## Rows from a pointing dataset:
# # # #
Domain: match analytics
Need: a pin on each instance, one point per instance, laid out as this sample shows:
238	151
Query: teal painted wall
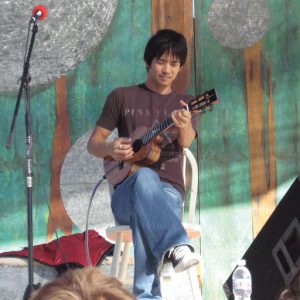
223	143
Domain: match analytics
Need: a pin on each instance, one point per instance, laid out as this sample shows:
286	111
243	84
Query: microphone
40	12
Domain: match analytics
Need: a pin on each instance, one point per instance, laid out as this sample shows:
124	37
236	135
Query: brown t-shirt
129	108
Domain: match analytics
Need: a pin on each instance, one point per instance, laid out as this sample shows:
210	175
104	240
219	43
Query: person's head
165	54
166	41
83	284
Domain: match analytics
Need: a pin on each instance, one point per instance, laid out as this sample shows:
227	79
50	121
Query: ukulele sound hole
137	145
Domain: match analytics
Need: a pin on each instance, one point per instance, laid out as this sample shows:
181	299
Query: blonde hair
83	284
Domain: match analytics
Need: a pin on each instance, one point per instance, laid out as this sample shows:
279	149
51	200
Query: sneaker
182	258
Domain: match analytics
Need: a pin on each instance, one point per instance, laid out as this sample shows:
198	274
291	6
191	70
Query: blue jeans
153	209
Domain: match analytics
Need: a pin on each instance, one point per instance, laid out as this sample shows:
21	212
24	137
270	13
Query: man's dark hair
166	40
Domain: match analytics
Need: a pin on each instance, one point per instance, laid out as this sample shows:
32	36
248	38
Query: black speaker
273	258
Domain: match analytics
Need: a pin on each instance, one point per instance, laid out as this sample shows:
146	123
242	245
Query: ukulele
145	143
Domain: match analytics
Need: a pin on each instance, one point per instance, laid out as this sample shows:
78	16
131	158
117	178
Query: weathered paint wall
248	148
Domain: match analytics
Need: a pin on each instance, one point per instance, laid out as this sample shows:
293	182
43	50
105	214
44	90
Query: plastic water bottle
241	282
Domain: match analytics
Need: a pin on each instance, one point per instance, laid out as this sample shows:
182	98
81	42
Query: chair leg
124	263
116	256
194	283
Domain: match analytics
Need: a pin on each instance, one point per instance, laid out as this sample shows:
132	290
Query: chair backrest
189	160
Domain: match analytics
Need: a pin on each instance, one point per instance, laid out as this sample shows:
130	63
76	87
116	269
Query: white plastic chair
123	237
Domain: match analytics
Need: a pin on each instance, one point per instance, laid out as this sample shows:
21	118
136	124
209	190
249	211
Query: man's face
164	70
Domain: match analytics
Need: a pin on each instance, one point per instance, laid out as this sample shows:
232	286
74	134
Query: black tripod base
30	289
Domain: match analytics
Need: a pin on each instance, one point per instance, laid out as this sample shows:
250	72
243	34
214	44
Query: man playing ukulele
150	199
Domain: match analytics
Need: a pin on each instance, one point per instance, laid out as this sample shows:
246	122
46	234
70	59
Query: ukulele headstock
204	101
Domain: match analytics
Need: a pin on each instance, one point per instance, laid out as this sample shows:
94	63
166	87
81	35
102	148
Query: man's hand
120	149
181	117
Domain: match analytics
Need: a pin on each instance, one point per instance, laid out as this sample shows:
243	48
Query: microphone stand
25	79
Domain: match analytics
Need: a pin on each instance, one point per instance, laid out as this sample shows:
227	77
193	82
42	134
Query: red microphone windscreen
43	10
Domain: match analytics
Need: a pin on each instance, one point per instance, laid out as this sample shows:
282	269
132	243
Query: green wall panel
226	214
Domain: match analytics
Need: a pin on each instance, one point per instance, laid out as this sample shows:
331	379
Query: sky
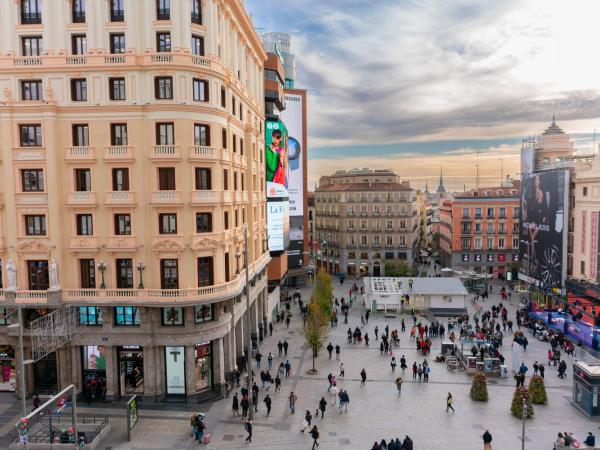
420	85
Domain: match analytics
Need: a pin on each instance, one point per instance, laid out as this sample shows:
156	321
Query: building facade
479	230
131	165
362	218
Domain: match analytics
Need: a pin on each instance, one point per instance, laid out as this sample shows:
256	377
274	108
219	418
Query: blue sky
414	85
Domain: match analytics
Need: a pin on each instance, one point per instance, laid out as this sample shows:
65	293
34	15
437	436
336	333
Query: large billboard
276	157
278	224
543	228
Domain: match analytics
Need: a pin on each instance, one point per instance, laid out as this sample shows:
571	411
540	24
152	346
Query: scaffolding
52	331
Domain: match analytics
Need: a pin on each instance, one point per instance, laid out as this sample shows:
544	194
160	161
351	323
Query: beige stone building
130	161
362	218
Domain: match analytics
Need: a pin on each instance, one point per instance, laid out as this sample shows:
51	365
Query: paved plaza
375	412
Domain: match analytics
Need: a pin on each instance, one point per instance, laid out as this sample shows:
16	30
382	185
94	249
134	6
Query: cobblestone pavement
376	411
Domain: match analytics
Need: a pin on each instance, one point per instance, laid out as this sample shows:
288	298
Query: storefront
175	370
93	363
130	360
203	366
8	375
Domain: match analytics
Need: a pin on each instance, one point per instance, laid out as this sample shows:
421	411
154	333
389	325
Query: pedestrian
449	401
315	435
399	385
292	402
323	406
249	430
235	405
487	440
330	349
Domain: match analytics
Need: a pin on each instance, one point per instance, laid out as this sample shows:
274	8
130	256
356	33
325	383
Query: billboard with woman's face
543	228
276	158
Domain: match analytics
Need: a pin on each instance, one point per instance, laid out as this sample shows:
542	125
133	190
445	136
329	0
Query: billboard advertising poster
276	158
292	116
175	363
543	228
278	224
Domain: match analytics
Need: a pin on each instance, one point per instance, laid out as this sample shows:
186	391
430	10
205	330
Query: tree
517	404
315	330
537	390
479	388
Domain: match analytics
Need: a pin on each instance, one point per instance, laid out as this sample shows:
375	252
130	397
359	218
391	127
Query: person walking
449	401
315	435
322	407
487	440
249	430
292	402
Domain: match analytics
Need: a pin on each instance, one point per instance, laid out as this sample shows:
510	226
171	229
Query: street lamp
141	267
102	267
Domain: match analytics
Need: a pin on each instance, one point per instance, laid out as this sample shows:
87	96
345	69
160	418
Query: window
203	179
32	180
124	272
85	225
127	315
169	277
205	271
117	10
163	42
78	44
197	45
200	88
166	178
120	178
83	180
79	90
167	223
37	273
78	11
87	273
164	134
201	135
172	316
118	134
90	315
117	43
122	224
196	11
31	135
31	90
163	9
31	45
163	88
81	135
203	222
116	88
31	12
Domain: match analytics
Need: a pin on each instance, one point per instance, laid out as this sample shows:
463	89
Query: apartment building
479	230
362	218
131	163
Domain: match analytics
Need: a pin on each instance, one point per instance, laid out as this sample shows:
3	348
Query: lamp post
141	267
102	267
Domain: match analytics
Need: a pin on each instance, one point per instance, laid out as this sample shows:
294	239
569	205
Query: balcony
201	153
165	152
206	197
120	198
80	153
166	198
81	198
# # # #
## SHORT PROBLEM:
List every line in the rows above that contains the string "microphone".

## RESULT BELOW:
Query: microphone
Query: microphone stand
Query: red microphone windscreen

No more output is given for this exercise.